# EXCERPT TO READ:
+===+
Considering Client Resources
The medical component is just one element of a spectrum of care approach. In order to provide effective care and to build trust with pet families, we need to understand each pet owner’s resources, needs and goals. (Hint: This extends beyond their financial budgets.)
Nationwide partnered with Mind Genomics Advisors to identify the subconscious drivers of how pet owners approach veterinary care. We found that across demographics, such as age, education, race and ethnicity, and household income, they fall nearly equally into three groups, each with their own primary motivating factor:
- Convenience: This group prefers the easiest option, perhaps opting for a single treatment over repeated visits to avoid stressing their anxious pet or juggling a busy family life, even if it is more expensive.
- Optionality: This group wants to hear all the available options, and they don’t want the most expensive listed first. (In fact, none of the groups do.) Interestingly, these pet owners often choose advanced or intermediate levels of care and lean heavily on evidence-based medicine for their decision, but they need to trust that you’ve given them a full range of choices.
- Cost: Financial constraints are most pressing for this group. They often select more basic or intermediate levels of care, and they are the most concerned about being judged by the veterinary health care team, valuing employment of the skill of clinical empathy.
It’s essential to remember that, regardless of group, pet families uniformly believe their pets’ health is important. That’s why they’ve come to you, after all. They just have different preferences and needs when it comes to their pet’s care, and none of them want to feel judged for their choices. Having an awareness of and showing empathy for them is important to maintaining trust. Which leads us to communication.
+===+
# GIVEN RECORDS:
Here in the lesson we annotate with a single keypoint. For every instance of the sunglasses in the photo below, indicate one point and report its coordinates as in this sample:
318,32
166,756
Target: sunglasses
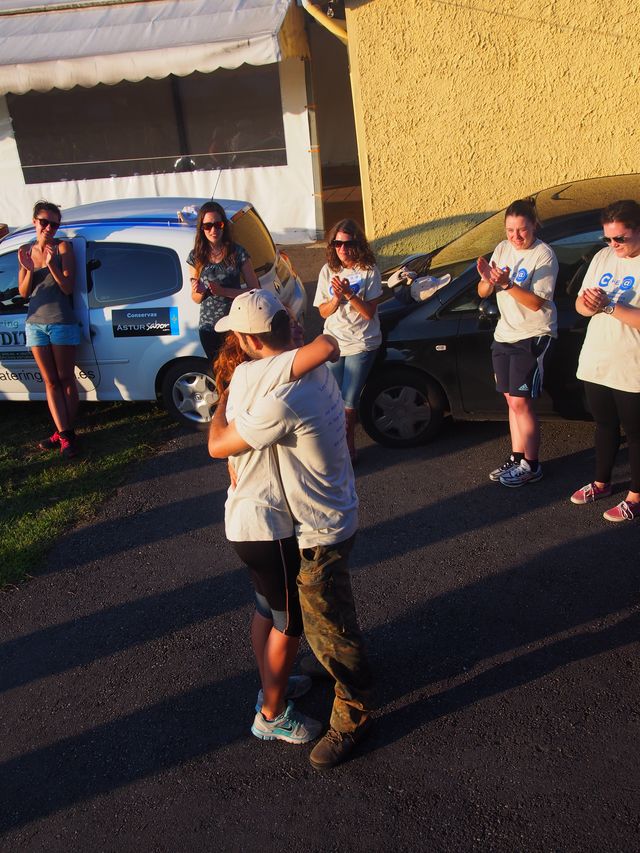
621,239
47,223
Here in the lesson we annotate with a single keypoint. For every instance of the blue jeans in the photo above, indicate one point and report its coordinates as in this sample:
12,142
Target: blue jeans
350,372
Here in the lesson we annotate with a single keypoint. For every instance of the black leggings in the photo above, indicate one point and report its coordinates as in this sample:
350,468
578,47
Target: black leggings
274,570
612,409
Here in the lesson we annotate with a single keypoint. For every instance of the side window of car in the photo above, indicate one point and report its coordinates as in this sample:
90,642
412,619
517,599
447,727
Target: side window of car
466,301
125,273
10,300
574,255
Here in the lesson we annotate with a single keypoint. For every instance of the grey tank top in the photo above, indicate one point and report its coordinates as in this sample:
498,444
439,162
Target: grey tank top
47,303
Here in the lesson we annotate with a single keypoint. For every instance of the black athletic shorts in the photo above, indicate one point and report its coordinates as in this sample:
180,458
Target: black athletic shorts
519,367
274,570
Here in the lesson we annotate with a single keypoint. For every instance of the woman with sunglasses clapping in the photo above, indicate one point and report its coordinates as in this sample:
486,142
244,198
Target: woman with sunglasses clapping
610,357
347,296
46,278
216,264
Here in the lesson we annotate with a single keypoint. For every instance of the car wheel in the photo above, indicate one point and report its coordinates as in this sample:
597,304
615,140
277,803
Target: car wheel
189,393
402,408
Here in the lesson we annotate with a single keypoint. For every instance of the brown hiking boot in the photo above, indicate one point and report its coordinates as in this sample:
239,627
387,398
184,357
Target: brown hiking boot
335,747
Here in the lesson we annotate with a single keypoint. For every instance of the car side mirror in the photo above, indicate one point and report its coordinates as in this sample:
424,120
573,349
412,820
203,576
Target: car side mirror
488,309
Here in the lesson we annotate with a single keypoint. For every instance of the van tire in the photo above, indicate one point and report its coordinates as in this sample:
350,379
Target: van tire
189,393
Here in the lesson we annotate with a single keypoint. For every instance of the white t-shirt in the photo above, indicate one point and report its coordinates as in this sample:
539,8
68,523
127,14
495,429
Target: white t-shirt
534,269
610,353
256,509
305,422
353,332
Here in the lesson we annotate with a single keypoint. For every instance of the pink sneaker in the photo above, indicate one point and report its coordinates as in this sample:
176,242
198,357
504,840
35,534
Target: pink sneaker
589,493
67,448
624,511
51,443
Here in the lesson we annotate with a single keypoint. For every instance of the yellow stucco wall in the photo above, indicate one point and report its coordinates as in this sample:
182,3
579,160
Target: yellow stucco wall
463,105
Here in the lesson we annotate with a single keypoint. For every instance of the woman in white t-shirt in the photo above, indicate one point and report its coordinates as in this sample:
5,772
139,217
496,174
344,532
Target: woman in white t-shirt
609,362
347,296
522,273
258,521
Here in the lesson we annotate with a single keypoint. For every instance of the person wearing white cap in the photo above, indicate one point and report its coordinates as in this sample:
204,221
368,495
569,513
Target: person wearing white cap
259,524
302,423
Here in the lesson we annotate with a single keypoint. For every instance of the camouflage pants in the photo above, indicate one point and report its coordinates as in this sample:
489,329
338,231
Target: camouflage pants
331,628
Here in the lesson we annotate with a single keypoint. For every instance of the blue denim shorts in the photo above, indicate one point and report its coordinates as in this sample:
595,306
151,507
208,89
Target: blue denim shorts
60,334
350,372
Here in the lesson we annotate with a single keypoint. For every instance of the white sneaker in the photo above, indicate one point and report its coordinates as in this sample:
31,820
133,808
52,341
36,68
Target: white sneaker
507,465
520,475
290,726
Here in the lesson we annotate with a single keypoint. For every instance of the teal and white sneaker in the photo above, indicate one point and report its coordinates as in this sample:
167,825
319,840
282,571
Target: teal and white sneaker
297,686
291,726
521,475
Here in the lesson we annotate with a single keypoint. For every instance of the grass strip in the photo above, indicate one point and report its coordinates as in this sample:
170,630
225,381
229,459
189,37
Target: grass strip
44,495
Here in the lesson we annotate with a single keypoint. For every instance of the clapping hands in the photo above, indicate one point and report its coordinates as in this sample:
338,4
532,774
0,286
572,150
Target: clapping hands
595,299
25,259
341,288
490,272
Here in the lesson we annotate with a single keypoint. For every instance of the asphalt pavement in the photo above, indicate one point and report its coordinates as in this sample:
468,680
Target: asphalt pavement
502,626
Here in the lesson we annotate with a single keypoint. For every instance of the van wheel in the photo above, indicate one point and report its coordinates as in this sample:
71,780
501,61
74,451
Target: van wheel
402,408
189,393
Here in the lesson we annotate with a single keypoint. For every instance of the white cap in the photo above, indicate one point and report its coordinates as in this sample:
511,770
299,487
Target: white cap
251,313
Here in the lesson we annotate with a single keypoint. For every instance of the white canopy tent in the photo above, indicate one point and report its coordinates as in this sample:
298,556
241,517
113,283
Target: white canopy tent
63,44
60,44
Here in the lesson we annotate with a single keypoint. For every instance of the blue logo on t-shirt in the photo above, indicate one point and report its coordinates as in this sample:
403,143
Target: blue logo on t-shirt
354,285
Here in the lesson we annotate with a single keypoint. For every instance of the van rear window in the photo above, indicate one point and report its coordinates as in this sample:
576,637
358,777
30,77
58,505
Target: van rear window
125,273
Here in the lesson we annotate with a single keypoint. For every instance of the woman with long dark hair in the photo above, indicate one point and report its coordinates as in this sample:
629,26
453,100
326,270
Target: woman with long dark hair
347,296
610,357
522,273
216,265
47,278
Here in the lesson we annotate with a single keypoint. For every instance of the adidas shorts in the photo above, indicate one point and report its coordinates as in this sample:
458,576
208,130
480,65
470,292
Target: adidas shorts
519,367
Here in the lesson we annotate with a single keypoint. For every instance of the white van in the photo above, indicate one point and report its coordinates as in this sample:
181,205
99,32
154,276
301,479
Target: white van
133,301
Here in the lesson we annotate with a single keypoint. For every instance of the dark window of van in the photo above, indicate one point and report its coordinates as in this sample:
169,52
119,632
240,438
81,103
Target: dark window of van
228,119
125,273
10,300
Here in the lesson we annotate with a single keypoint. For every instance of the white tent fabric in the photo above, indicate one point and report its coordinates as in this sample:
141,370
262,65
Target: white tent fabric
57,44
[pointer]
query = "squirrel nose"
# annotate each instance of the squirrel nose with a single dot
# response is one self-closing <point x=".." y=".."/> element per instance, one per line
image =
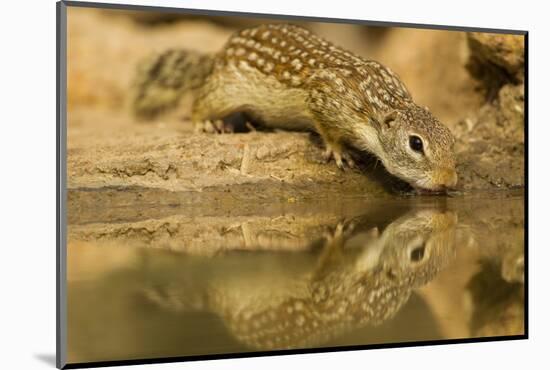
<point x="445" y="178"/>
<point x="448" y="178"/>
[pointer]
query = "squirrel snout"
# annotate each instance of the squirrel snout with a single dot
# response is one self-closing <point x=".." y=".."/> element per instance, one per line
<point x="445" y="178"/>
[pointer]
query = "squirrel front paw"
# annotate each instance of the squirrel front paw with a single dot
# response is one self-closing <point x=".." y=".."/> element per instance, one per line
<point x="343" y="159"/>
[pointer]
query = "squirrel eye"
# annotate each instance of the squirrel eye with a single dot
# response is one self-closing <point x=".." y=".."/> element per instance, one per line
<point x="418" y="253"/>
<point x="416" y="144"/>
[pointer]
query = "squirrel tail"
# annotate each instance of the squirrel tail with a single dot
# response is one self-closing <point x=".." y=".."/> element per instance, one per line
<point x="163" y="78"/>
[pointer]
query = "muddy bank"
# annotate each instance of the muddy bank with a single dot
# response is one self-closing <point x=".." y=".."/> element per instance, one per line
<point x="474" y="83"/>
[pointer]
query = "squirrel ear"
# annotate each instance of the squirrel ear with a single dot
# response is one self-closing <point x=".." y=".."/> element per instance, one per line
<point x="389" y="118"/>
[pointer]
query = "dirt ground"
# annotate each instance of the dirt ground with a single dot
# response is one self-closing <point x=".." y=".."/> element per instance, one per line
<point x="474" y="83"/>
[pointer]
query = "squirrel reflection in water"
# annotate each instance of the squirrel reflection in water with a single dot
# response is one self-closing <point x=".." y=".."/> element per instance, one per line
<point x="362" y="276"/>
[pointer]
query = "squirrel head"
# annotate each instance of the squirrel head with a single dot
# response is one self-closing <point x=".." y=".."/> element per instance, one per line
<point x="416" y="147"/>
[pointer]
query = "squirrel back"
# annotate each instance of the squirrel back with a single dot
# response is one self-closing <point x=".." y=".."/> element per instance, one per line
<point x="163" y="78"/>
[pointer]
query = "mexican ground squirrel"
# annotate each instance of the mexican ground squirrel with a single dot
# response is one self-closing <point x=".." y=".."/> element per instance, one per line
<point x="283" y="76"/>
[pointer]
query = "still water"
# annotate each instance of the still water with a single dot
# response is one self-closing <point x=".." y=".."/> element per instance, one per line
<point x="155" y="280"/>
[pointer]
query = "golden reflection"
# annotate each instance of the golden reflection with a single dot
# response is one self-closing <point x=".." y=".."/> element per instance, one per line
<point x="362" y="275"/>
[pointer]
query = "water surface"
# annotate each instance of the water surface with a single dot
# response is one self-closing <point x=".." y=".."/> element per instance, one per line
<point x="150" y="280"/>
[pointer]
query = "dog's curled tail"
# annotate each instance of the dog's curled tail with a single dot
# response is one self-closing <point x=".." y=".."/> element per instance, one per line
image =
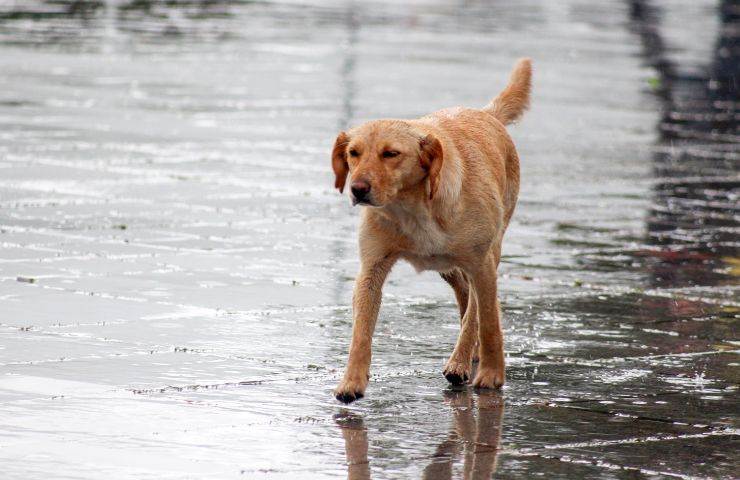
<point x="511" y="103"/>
+===+
# TASKS TO COMPLETE:
1 > From the client resources text, copy word for word the passage starting at "- Optionality: This" and ending at "range of choices.".
2 > Render this sentence from the client resources text into Spanish: "It’s essential to remember that, regardless of group, pet families uniformly believe their pets’ health is important."
3 > Name every group of pet owners that the client resources text identifies, using the label it gives each group.
Base every answer solely on the client resources text.

# PROBLEM SOLUTIONS:
1 >
- Optionality: This group wants to hear all the available options, and they don’t want the most expensive listed first. (In fact, none of the groups do.) Interestingly, these pet owners often choose advanced or intermediate levels of care and lean heavily on evidence-based medicine for their decision, but they need to trust that you’ve given them a full range of choices.

2 > Es esencial recordar que, independientemente del grupo, las familias con mascotas creen de manera uniforme que la salud de sus mascotas es importante.

3 >
- Convenience
- Optionality
- Cost